YOUR GOAL: Retype the data below word for word, beginning at the line that contains "Task: in the photo above, where can the surfer" and stopping after the line that contains "x=275, y=178". Include both of those lines and nothing else.

[Coordinate annotation entries]
▬▬▬▬▬▬
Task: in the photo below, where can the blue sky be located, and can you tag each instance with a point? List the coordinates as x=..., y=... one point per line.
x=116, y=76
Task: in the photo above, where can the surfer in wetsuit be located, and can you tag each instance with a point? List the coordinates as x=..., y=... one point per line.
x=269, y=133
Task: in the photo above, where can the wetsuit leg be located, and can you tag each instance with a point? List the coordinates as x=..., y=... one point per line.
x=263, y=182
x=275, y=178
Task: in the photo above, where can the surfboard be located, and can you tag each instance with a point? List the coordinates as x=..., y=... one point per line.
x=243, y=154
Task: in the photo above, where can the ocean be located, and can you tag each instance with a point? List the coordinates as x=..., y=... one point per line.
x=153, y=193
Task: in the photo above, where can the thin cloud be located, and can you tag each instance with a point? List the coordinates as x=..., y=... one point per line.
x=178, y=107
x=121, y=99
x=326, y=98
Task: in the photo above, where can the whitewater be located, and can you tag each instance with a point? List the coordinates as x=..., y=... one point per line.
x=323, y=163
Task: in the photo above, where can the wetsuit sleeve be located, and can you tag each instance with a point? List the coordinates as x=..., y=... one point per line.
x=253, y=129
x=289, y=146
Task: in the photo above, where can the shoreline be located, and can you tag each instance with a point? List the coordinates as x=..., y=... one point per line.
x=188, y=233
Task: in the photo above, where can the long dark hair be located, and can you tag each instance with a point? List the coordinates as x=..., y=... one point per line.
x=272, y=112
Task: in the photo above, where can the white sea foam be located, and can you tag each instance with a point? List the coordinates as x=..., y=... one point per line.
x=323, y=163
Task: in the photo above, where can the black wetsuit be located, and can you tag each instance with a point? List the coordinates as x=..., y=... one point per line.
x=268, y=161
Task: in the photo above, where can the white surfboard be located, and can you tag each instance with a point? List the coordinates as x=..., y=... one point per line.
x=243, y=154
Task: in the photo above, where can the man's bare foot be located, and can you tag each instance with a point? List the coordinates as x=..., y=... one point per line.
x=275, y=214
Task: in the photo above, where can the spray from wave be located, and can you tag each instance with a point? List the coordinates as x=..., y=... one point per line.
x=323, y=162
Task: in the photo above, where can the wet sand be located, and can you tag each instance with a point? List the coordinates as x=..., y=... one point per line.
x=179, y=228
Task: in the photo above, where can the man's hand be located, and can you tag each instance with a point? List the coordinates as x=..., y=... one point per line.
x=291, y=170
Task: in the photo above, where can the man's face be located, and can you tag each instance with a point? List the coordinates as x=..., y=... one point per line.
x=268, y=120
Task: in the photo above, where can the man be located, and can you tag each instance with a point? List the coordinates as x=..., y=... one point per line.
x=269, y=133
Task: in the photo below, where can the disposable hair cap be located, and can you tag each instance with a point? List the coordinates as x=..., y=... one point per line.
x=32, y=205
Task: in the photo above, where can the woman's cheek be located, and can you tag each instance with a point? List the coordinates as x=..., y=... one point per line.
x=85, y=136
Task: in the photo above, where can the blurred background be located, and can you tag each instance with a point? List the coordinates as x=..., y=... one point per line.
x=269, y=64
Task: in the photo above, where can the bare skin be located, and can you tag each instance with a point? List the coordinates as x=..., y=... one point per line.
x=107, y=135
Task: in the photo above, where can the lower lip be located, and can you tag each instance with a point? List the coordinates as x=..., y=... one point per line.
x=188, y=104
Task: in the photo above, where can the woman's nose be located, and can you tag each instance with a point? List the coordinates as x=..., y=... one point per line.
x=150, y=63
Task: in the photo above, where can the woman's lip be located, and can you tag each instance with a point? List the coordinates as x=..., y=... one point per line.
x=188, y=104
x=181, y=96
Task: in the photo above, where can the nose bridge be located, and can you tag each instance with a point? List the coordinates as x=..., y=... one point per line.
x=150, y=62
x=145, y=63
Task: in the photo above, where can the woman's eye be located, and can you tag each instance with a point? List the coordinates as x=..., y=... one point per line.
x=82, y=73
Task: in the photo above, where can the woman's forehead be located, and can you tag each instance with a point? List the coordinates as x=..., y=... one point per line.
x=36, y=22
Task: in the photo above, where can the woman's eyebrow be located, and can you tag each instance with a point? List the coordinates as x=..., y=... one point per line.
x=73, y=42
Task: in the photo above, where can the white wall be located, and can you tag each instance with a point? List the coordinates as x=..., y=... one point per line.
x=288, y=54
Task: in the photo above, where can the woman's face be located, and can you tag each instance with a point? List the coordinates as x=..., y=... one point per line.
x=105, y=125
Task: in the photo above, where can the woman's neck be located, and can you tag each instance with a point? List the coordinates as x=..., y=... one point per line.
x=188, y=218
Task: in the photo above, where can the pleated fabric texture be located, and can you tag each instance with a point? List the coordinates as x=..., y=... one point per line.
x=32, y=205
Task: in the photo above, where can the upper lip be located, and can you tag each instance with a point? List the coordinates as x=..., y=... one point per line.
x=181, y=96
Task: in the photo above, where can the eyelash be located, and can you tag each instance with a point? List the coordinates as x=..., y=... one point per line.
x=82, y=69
▬▬▬▬▬▬
COMPLETE ANSWER:
Task: in the photo above, where can the surfer in wetsuit be located, and can you tag each instance with a point? List the coordinates as x=..., y=... one point per line.
x=269, y=133
Task: in the photo above, where can the wetsuit leg be located, and can you tag each instance with a point? List the coordinates as x=..., y=... one point per line.
x=263, y=182
x=275, y=178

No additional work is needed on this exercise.